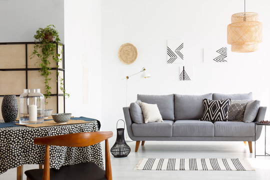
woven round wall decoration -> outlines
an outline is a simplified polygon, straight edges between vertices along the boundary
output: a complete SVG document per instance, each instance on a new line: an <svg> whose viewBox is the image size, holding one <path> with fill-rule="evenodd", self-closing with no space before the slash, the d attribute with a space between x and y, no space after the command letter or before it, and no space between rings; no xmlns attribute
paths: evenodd
<svg viewBox="0 0 270 180"><path fill-rule="evenodd" d="M137 48L130 43L122 44L118 51L118 58L122 62L126 64L134 62L138 54Z"/></svg>

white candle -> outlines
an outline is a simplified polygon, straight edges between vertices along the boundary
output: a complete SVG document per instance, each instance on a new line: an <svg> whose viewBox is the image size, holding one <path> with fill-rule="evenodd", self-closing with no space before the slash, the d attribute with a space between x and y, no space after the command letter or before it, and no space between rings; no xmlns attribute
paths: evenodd
<svg viewBox="0 0 270 180"><path fill-rule="evenodd" d="M38 106L34 104L28 106L29 110L29 120L34 122L36 122L38 119Z"/></svg>

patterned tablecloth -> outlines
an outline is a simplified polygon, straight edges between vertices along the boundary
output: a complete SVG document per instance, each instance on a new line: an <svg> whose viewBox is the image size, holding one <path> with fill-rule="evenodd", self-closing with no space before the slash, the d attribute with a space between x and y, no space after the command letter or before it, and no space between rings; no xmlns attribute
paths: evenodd
<svg viewBox="0 0 270 180"><path fill-rule="evenodd" d="M35 145L36 137L98 131L96 120L89 123L43 128L18 126L0 128L0 174L24 164L44 164L45 146ZM100 144L88 147L50 146L51 168L80 162L94 162L104 168Z"/></svg>

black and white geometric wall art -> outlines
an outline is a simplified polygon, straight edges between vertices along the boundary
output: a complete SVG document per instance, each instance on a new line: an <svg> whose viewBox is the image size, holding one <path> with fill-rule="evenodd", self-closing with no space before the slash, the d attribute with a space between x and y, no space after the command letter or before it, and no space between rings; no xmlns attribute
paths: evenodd
<svg viewBox="0 0 270 180"><path fill-rule="evenodd" d="M183 66L179 68L179 80L193 80L193 68L192 66Z"/></svg>
<svg viewBox="0 0 270 180"><path fill-rule="evenodd" d="M228 57L227 46L226 46L204 48L204 62L228 62Z"/></svg>
<svg viewBox="0 0 270 180"><path fill-rule="evenodd" d="M184 41L168 40L167 44L167 63L184 63Z"/></svg>

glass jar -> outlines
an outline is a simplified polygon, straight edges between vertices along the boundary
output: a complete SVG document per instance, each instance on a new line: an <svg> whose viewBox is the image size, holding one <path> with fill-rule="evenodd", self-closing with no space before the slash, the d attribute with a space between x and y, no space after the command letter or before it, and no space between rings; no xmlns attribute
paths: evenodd
<svg viewBox="0 0 270 180"><path fill-rule="evenodd" d="M20 124L44 122L44 96L40 89L24 89L20 96Z"/></svg>

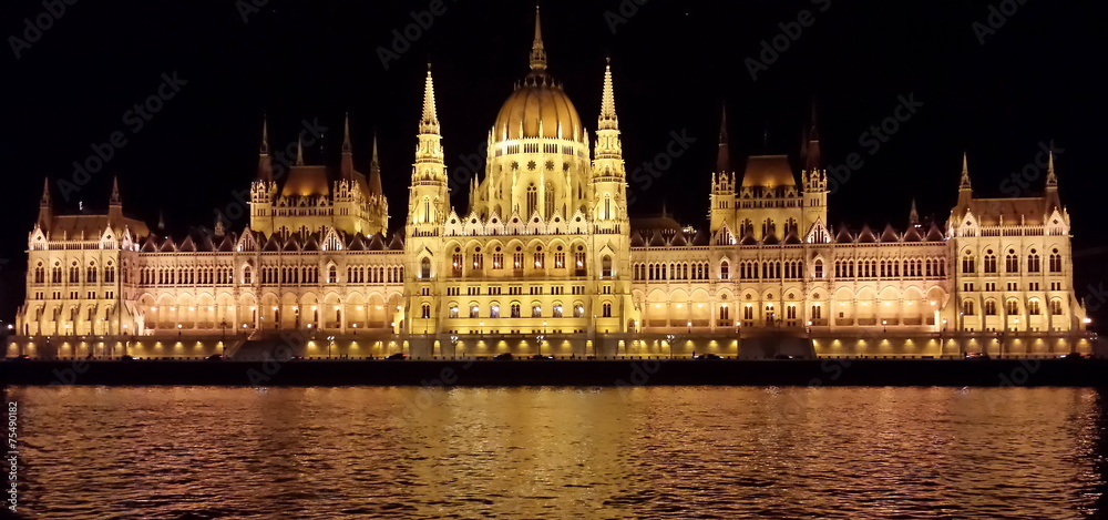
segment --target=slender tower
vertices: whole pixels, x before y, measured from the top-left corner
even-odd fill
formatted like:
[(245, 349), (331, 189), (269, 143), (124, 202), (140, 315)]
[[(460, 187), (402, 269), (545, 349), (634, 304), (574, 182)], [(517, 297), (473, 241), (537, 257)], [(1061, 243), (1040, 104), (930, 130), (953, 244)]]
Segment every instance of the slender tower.
[(724, 108), (719, 120), (719, 149), (716, 152), (716, 171), (711, 174), (711, 195), (709, 215), (711, 231), (715, 233), (722, 226), (735, 230), (735, 170), (731, 167), (731, 152), (727, 144), (727, 108)]
[(619, 141), (619, 118), (616, 116), (615, 92), (612, 88), (612, 64), (604, 67), (604, 91), (601, 116), (596, 125), (596, 149), (593, 160), (593, 226), (596, 233), (629, 233), (627, 220), (627, 177), (623, 144)]
[(430, 63), (423, 83), (423, 114), (419, 122), (418, 141), (406, 222), (404, 292), (408, 300), (403, 313), (398, 310), (393, 319), (396, 333), (403, 332), (401, 324), (407, 324), (410, 330), (437, 333), (443, 314), (444, 298), (435, 296), (442, 294), (440, 269), (444, 268), (450, 255), (442, 245), (443, 224), (450, 213), (450, 193)]
[(261, 120), (261, 145), (258, 150), (258, 174), (250, 184), (250, 230), (273, 233), (273, 206), (277, 196), (273, 163), (269, 160), (269, 131)]
[[(804, 222), (800, 233), (808, 233), (817, 223), (828, 222), (828, 172), (823, 167), (820, 153), (820, 125), (815, 116), (815, 100), (812, 100), (812, 112), (809, 116), (807, 143), (804, 143), (804, 169), (800, 179), (804, 186)], [(802, 235), (801, 235), (802, 236)]]

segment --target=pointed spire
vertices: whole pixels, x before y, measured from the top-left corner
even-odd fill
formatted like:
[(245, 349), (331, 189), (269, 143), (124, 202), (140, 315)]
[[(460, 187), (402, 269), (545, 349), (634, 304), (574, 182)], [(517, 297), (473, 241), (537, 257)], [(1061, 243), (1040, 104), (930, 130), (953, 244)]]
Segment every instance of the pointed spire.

····················

• [What is asked] Please copy every line of the records above word for word, leaving out the pictures.

• [Answer to the exercise]
woven round wall decoration -> outlines
an outline is a simplified polygon, straight edges between vertices along the boundary
output: a complete SVG document per instance, each instance on a new line: an <svg> whose viewBox is the image size, holding one <path> with fill-rule="evenodd", self-closing with no space before the slash, the d attribute with a space between x and y, no space after the command letter or before it, and no space between rings; no xmlns attribute
paths: evenodd
<svg viewBox="0 0 270 180"><path fill-rule="evenodd" d="M137 48L130 43L122 44L118 51L118 58L122 62L126 64L134 62L138 54Z"/></svg>

white candle -> outlines
an outline is a simplified polygon, straight edges between vertices along the boundary
output: a complete SVG document per instance, each instance on a new line: an <svg> whose viewBox is the image size, holding one <path> with fill-rule="evenodd", self-closing with no space before the slash, the d attribute with a space between x and y, no space after the command letter or before it, and no space between rings; no xmlns attribute
paths: evenodd
<svg viewBox="0 0 270 180"><path fill-rule="evenodd" d="M38 106L34 104L28 106L29 110L29 120L34 122L36 122L38 119Z"/></svg>

patterned tablecloth -> outlines
an outline is a simplified polygon, straight edges between vertices along the boundary
output: a complete SVG document per instance, each instance on a new line: an <svg> whose viewBox is the image size, holding one <path> with fill-rule="evenodd", self-closing with no space before the slash, the d attribute with a space between x and y, no space after the command letter or before it, and no space between rings; no xmlns attribute
paths: evenodd
<svg viewBox="0 0 270 180"><path fill-rule="evenodd" d="M35 145L36 137L98 131L96 120L89 123L43 128L18 126L0 128L0 174L24 164L44 164L45 146ZM100 144L88 147L50 146L51 168L80 162L94 162L104 168Z"/></svg>

black and white geometric wall art -> outlines
an outline is a simplified polygon, straight edges between vertices along the boundary
output: a complete SVG document per instance, each instance on a new line: an <svg> whose viewBox is the image size, holding one <path> with fill-rule="evenodd", self-closing with no space before the slash, the d attribute with a space between x and y, no space after the command letter or before it, and no space between rings; no xmlns attribute
paths: evenodd
<svg viewBox="0 0 270 180"><path fill-rule="evenodd" d="M183 66L179 68L179 80L193 80L193 68L192 66Z"/></svg>
<svg viewBox="0 0 270 180"><path fill-rule="evenodd" d="M228 57L227 46L226 46L204 48L204 62L228 62Z"/></svg>
<svg viewBox="0 0 270 180"><path fill-rule="evenodd" d="M184 41L168 40L167 44L167 63L184 63Z"/></svg>

glass jar -> outlines
an outline is a simplified polygon, straight edges between vertices along the boundary
output: a complete SVG document per instance, each instance on a new line: an <svg> whose viewBox is the image size, holding one <path> with fill-rule="evenodd", self-closing with no space before the slash, the d attribute with a space between x and y, no space after the command letter or before it, and no space between rings; no xmlns attribute
paths: evenodd
<svg viewBox="0 0 270 180"><path fill-rule="evenodd" d="M20 124L44 122L44 96L40 89L24 89L20 96Z"/></svg>

segment --target=slender tower
vertices: whole pixels, x before y, measured from the top-left corner
even-odd fill
formatted like:
[(245, 349), (331, 189), (269, 143), (124, 202), (140, 315)]
[[(460, 187), (402, 269), (545, 349), (634, 304), (574, 182)], [(517, 297), (473, 241), (537, 257)], [(1061, 243), (1040, 104), (930, 130), (953, 244)]]
Segment every instance of the slender tower.
[(724, 108), (719, 120), (719, 149), (716, 152), (716, 171), (711, 174), (711, 195), (709, 215), (711, 231), (715, 233), (722, 226), (735, 230), (735, 170), (731, 167), (731, 152), (727, 144), (727, 108)]
[(619, 141), (619, 118), (616, 116), (615, 92), (612, 88), (612, 64), (604, 67), (604, 91), (601, 116), (596, 125), (596, 149), (593, 160), (593, 226), (596, 233), (629, 233), (627, 220), (627, 177), (623, 144)]
[(430, 63), (423, 83), (423, 114), (419, 122), (418, 141), (406, 222), (404, 292), (408, 300), (403, 313), (398, 310), (393, 319), (396, 333), (403, 332), (401, 324), (407, 324), (410, 330), (437, 333), (443, 314), (444, 298), (435, 296), (442, 294), (440, 269), (444, 268), (450, 255), (442, 245), (443, 224), (450, 213), (450, 193)]
[(261, 120), (261, 145), (258, 150), (258, 174), (250, 184), (250, 230), (273, 233), (273, 206), (277, 196), (273, 163), (269, 160), (269, 131)]
[[(804, 222), (800, 233), (808, 233), (817, 223), (828, 222), (828, 172), (823, 167), (820, 153), (820, 125), (815, 116), (815, 100), (812, 100), (812, 112), (809, 116), (807, 143), (804, 143), (804, 169), (800, 179), (804, 186)], [(802, 235), (801, 235), (802, 236)]]

segment --target=pointed spire
vertices: whole pixels, x before y, measured from the top-left corner
even-odd fill
formatted like:
[(245, 349), (331, 189), (269, 143), (124, 202), (140, 315)]
[[(460, 187), (402, 269), (545, 349), (634, 304), (574, 182)], [(517, 297), (473, 241), (537, 257)], [(1061, 243), (1040, 104), (930, 130), (953, 244)]]
Segment every instance of the pointed spire.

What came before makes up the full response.